BEGIN Records to use

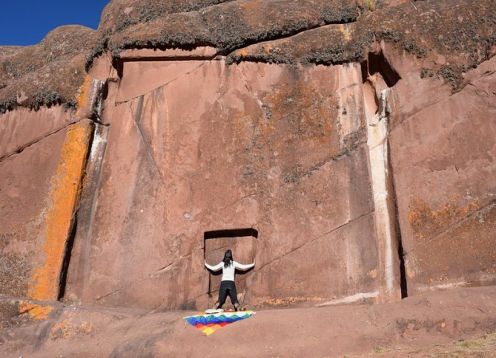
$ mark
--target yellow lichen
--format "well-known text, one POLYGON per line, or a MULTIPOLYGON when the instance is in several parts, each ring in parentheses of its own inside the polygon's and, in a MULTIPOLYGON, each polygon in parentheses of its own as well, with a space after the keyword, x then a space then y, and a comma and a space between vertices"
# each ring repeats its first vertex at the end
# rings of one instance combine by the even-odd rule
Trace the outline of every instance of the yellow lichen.
POLYGON ((346 41, 351 40, 351 32, 349 30, 348 25, 340 24, 339 27, 339 32, 343 34, 343 37, 346 41))
POLYGON ((409 205, 408 222, 417 239, 432 237, 455 222, 479 210, 477 200, 460 205, 460 200, 453 197, 444 205, 433 209, 422 199, 415 199, 409 205))
POLYGON ((367 276, 369 276, 370 278, 377 278, 377 269, 373 269, 367 272, 367 276))
POLYGON ((31 318, 36 320, 46 319, 52 311, 52 306, 43 306, 26 301, 23 301, 19 304, 20 314, 28 314, 31 318))
POLYGON ((369 11, 374 11, 376 8, 375 0, 365 0, 365 5, 369 11))
POLYGON ((83 84, 79 88, 79 93, 76 98, 77 100, 77 115, 81 114, 81 111, 86 110, 86 107, 89 104, 90 97, 91 97, 91 85, 93 83, 93 79, 89 76, 86 75, 84 77, 83 84))
POLYGON ((42 265, 33 270, 28 297, 35 300, 56 300, 66 241, 78 198, 91 127, 79 122, 69 127, 56 175, 52 181, 51 207, 46 217, 46 233, 42 265))
POLYGON ((239 57, 246 57, 248 56, 248 51, 245 49, 241 49, 236 51, 236 55, 238 55, 239 57))

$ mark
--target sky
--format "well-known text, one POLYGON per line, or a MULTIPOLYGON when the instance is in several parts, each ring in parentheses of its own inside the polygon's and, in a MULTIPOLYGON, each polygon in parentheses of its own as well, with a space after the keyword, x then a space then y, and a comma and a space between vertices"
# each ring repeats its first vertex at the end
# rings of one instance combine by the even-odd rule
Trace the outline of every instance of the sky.
POLYGON ((108 0, 0 0, 0 46, 33 45, 61 25, 96 29, 108 0))

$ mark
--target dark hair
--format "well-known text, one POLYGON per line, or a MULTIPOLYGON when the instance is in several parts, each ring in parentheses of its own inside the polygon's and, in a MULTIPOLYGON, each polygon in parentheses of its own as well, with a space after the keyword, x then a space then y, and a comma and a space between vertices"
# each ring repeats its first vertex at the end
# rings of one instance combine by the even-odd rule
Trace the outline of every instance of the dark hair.
POLYGON ((233 262, 233 254, 231 250, 226 250, 226 252, 224 253, 224 259, 222 261, 224 261, 224 267, 231 266, 233 262))

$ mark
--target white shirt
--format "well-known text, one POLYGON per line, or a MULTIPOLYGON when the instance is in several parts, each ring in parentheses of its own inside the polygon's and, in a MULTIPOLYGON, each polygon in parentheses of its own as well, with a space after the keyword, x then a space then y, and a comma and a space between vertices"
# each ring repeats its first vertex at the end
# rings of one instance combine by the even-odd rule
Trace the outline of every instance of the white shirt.
POLYGON ((209 265, 207 264, 207 262, 205 262, 205 266, 207 266, 209 270, 212 270, 214 272, 222 269, 222 281, 234 281, 234 273, 236 269, 246 271, 255 266, 255 263, 243 265, 239 262, 233 261, 229 266, 224 267, 224 261, 221 261, 215 266, 209 265))

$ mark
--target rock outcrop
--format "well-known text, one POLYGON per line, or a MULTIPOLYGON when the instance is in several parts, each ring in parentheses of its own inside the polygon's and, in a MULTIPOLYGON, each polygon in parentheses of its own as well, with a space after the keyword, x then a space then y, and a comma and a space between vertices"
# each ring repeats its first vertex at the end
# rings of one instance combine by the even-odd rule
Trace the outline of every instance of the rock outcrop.
POLYGON ((76 106, 84 64, 97 34, 84 26, 62 26, 38 45, 0 47, 0 113, 18 106, 76 106))
POLYGON ((494 284, 495 24, 494 0, 127 0, 2 48, 0 294, 201 308, 230 243, 255 306, 494 284))

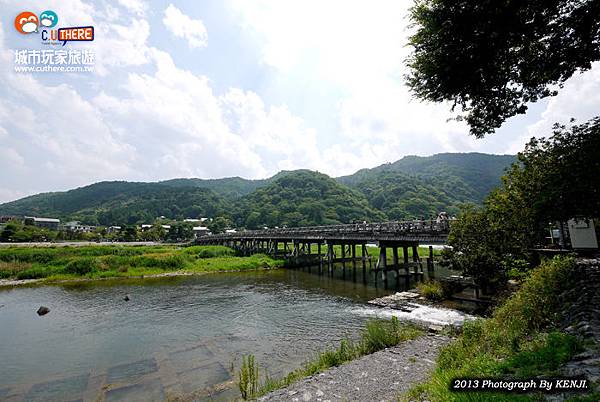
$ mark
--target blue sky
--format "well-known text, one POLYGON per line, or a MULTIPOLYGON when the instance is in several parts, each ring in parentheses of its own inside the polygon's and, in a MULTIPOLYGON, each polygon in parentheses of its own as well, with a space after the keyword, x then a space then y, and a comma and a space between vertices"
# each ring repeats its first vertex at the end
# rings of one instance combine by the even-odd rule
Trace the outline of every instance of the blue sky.
POLYGON ((483 140, 403 80, 410 1, 0 0, 0 202, 101 180, 332 176, 440 152, 515 153, 600 106, 600 68, 483 140), (16 73, 13 26, 94 25, 93 73, 16 73))

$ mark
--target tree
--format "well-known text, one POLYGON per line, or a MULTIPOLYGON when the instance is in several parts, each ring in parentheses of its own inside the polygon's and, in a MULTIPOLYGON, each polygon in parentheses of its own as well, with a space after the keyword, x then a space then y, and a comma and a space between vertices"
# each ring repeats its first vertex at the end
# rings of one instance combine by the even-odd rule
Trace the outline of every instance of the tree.
POLYGON ((188 222, 176 222, 171 225, 167 238, 171 241, 186 241, 194 237, 194 225, 188 222))
POLYGON ((444 252, 444 259, 483 288, 502 283, 505 279, 503 252, 497 235, 484 209, 466 207, 452 223, 448 236, 452 248, 444 252))
POLYGON ((208 229, 214 233, 223 233, 225 229, 231 227, 231 220, 225 216, 218 216, 208 224, 208 229))
POLYGON ((519 160, 532 178, 517 184, 539 218, 600 217, 599 152, 600 117, 571 127, 556 124, 550 138, 531 139, 519 160))
POLYGON ((161 224, 154 224, 150 229, 144 230, 141 233, 141 238, 146 241, 160 241, 163 240, 167 232, 161 224))
MULTIPOLYGON (((600 117, 532 139, 485 208, 465 208, 453 223, 446 258, 485 282, 533 262, 549 222, 600 217, 600 117), (486 279, 488 278, 488 279, 486 279)), ((519 268, 519 269, 521 269, 519 268)))
POLYGON ((13 236, 15 235, 15 233, 17 233, 17 231, 19 231, 21 226, 22 225, 20 225, 19 222, 17 222, 17 221, 8 222, 2 229, 2 232, 0 232, 0 241, 2 241, 2 242, 11 241, 13 236))
POLYGON ((417 0, 411 20, 409 87, 478 138, 600 59, 598 0, 417 0))
POLYGON ((123 228, 119 233, 121 241, 137 241, 139 238, 139 231, 137 226, 130 225, 123 228))

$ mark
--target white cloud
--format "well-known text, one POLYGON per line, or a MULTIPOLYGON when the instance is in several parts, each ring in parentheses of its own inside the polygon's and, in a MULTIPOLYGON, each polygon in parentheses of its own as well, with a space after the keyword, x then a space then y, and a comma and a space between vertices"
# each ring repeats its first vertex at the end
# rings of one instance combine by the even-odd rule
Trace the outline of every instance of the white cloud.
POLYGON ((329 174, 349 174, 407 154, 484 145, 468 137, 464 123, 449 122, 449 105, 416 101, 405 86, 410 5, 234 2, 242 26, 261 38, 262 61, 279 72, 280 80, 323 82, 342 94, 332 116, 337 138, 319 164, 329 174))
POLYGON ((119 4, 138 16, 144 15, 147 5, 143 0, 118 0, 119 4))
POLYGON ((178 38, 185 38, 190 47, 203 48, 208 45, 208 33, 202 20, 194 20, 173 4, 165 10, 163 24, 178 38))
POLYGON ((14 148, 0 148, 0 167, 3 169, 22 168, 25 159, 14 148))
POLYGON ((549 137, 555 123, 569 124, 574 118, 575 124, 583 123, 598 116, 600 105, 600 62, 592 68, 570 78, 558 95, 548 100, 546 109, 539 120, 527 127, 524 135, 510 144, 508 152, 516 153, 531 137, 549 137))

END Records to use

--- Instructions to follow ---
Restate the data above word for word. Skip every picture.

--- Response for this exercise ---
$ mark
--target yellow lichen
--format "well-known text, one POLYGON per line, or a MULTIPOLYGON when the instance is in several parts, each ring in parentheses of its own inside the polygon's and, in a MULTIPOLYGON, each polygon in parentheses of its own as well, with a space after the keyword, x then a space then y, and a comma and a space between vertices"
# each ring repeats its first vertex at the end
# rings of one instance combine by the even-odd rule
Trace the outline of every instance of the yellow lichen.
POLYGON ((346 41, 351 40, 351 32, 349 30, 348 25, 340 24, 339 27, 339 32, 343 34, 343 37, 346 41))
POLYGON ((409 205, 408 222, 417 239, 432 237, 455 222, 479 210, 477 200, 460 205, 460 200, 453 197, 444 205, 433 209, 422 199, 415 199, 409 205))
POLYGON ((367 276, 369 276, 370 278, 377 278, 377 269, 373 269, 367 272, 367 276))
POLYGON ((31 318, 36 320, 46 319, 52 311, 52 306, 43 306, 26 301, 23 301, 19 304, 20 314, 28 314, 31 318))
POLYGON ((369 11, 374 11, 376 8, 375 0, 365 0, 365 5, 369 11))
POLYGON ((83 84, 79 88, 79 93, 76 98, 77 100, 77 115, 81 114, 81 111, 86 110, 86 107, 89 104, 90 97, 91 97, 91 85, 93 83, 93 79, 89 76, 86 75, 84 77, 83 84))
POLYGON ((42 265, 33 270, 28 297, 35 300, 56 300, 66 241, 78 198, 91 127, 79 122, 69 127, 56 175, 52 181, 51 207, 46 217, 46 233, 42 265))
POLYGON ((239 57, 246 57, 248 56, 248 51, 245 49, 241 49, 236 51, 236 55, 238 55, 239 57))

$ mark
--target sky
--format "well-known text, one POLYGON per line, or a MULTIPOLYGON when the instance is in several parts, each ring in parentheses of its own inside the polygon's and, in a MULTIPOLYGON, each polygon in parentheses of its own as well, with a space after the keyword, x then a space then y, and a comma and a space between vertices"
# each ring repeats its first vertex at the end
# rings of one instance combine by the even-odd rule
Trace the outline of every instance of the sky.
POLYGON ((108 0, 0 0, 0 46, 33 45, 61 25, 96 29, 108 0))

$ mark
--target dark hair
--format "well-known text, one POLYGON per line, or a MULTIPOLYGON when the instance is in several parts, each ring in parentheses of its own inside the polygon's and, in a MULTIPOLYGON, each polygon in parentheses of its own as well, with a space after the keyword, x then a space then y, and a comma and a space between vertices"
# each ring repeats its first vertex at the end
# rings of one instance combine by the even-odd rule
Trace the outline of every instance of the dark hair.
POLYGON ((233 262, 233 254, 231 250, 226 250, 226 252, 224 253, 224 259, 222 261, 224 261, 224 267, 231 266, 233 262))

$ mark
--target white shirt
--format "well-known text, one POLYGON per line, or a MULTIPOLYGON when the instance is in several parts, each ring in parentheses of its own inside the polygon's and, in a MULTIPOLYGON, each polygon in parentheses of its own as well, with a space after the keyword, x then a space then y, and a comma and a space between vertices"
# each ring repeats its first vertex at the end
# rings of one instance combine by the even-odd rule
Trace the outline of every instance of the white shirt.
POLYGON ((209 265, 207 264, 207 262, 205 262, 205 266, 207 266, 209 270, 212 270, 214 272, 222 269, 222 281, 234 281, 234 273, 236 269, 246 271, 255 266, 255 263, 243 265, 239 262, 233 261, 229 266, 224 267, 224 261, 221 261, 215 266, 209 265))

$ mark
--target rock outcrop
--format "well-known text, one POLYGON per line, or a MULTIPOLYGON when the instance is in several parts, each ring in parentheses of its own inside the polygon's and, in a MULTIPOLYGON, each polygon in parentheses of its own as well, with a space after the keyword, x then a space then y, and a comma and a space between vertices"
# each ring repeats its first vertex at the end
# rings of one instance combine by the even-odd rule
Trace the outline of every instance of the rock outcrop.
POLYGON ((76 106, 84 64, 97 34, 84 26, 62 26, 38 45, 0 47, 0 113, 18 106, 76 106))
POLYGON ((494 284, 495 24, 494 0, 127 0, 2 48, 0 294, 201 308, 230 243, 255 306, 494 284))

$ mark
--target blue sky
--format "well-known text, one POLYGON per line, or a MULTIPOLYGON when the instance is in several parts, each ring in parentheses of its own inside the polygon's and, in a MULTIPOLYGON, each polygon in parentheses of its own as well, with a space after the keyword, x then a space then y, and a comma and a space between vertices"
# each ring repeats its first vertex at the end
# rings of one instance combine by the even-odd rule
Trace the outline of every instance of the blue sky.
POLYGON ((483 140, 403 80, 410 1, 0 0, 0 202, 101 180, 332 176, 440 152, 515 153, 600 106, 600 68, 483 140), (16 73, 13 26, 94 25, 93 73, 16 73))

$ mark
--target tree
--format "well-known text, one POLYGON per line, or a MULTIPOLYGON when the instance is in several parts, each ring in parentheses of its own inside the polygon's and, in a MULTIPOLYGON, each polygon in parentheses of its own as well, with a space after the keyword, x then a space then y, and a comma and a space between vertices"
# each ring repeats its first vertex at the end
# rings of one instance combine by the even-odd rule
Trace the outline of every instance of the tree.
POLYGON ((188 222, 176 222, 171 225, 167 238, 171 241, 186 241, 194 237, 194 225, 188 222))
POLYGON ((444 252, 444 259, 483 288, 502 283, 505 279, 503 252, 497 235, 484 209, 466 207, 452 223, 448 236, 452 248, 444 252))
POLYGON ((208 229, 214 233, 223 233, 225 229, 231 227, 231 220, 225 216, 218 216, 208 224, 208 229))
POLYGON ((519 160, 532 178, 517 184, 539 218, 600 217, 599 152, 600 117, 571 127, 556 124, 550 138, 531 139, 519 160))
POLYGON ((161 224, 154 224, 150 229, 144 230, 141 233, 141 238, 146 241, 160 241, 163 240, 167 232, 161 224))
MULTIPOLYGON (((600 117, 532 139, 485 208, 465 208, 453 223, 446 258, 485 282, 533 262, 549 222, 600 217, 600 117), (486 279, 488 278, 488 279, 486 279)), ((519 268, 519 269, 521 269, 519 268)))
POLYGON ((13 236, 15 235, 15 233, 17 233, 17 231, 19 231, 21 226, 22 225, 20 225, 19 222, 17 222, 17 221, 8 222, 2 229, 2 232, 0 232, 0 241, 2 241, 2 242, 11 241, 13 236))
POLYGON ((417 0, 411 20, 409 87, 478 138, 600 59, 598 0, 417 0))
POLYGON ((123 228, 119 233, 121 241, 137 241, 139 238, 139 231, 137 226, 130 225, 123 228))

$ mark
--target white cloud
--format "well-known text, one POLYGON per line, or a MULTIPOLYGON when the instance is in several parts, each ring in parentheses of its own inside the polygon's and, in a MULTIPOLYGON, each polygon in parentheses of its own as well, with a space after the keyword, x then a space then y, and a comma and a space between vertices"
# each ring repeats its first vertex at the end
# rings of one instance combine by the even-odd rule
Trace the outline of every instance of the white cloud.
POLYGON ((329 174, 349 174, 407 154, 484 145, 468 137, 464 123, 449 122, 449 105, 416 101, 405 86, 410 5, 234 2, 242 26, 261 38, 262 61, 279 72, 280 80, 323 82, 342 94, 332 116, 337 138, 319 164, 329 174))
POLYGON ((119 4, 138 16, 144 15, 147 5, 143 0, 118 0, 119 4))
POLYGON ((178 38, 185 38, 190 47, 203 48, 208 45, 208 33, 202 20, 194 20, 173 4, 165 10, 163 24, 178 38))
POLYGON ((14 148, 0 148, 0 167, 3 169, 22 168, 25 159, 14 148))
POLYGON ((549 137, 555 123, 569 124, 574 118, 575 124, 583 123, 598 116, 600 105, 600 62, 592 68, 570 78, 558 95, 548 100, 546 109, 539 120, 527 127, 524 135, 510 144, 508 152, 516 153, 531 137, 549 137))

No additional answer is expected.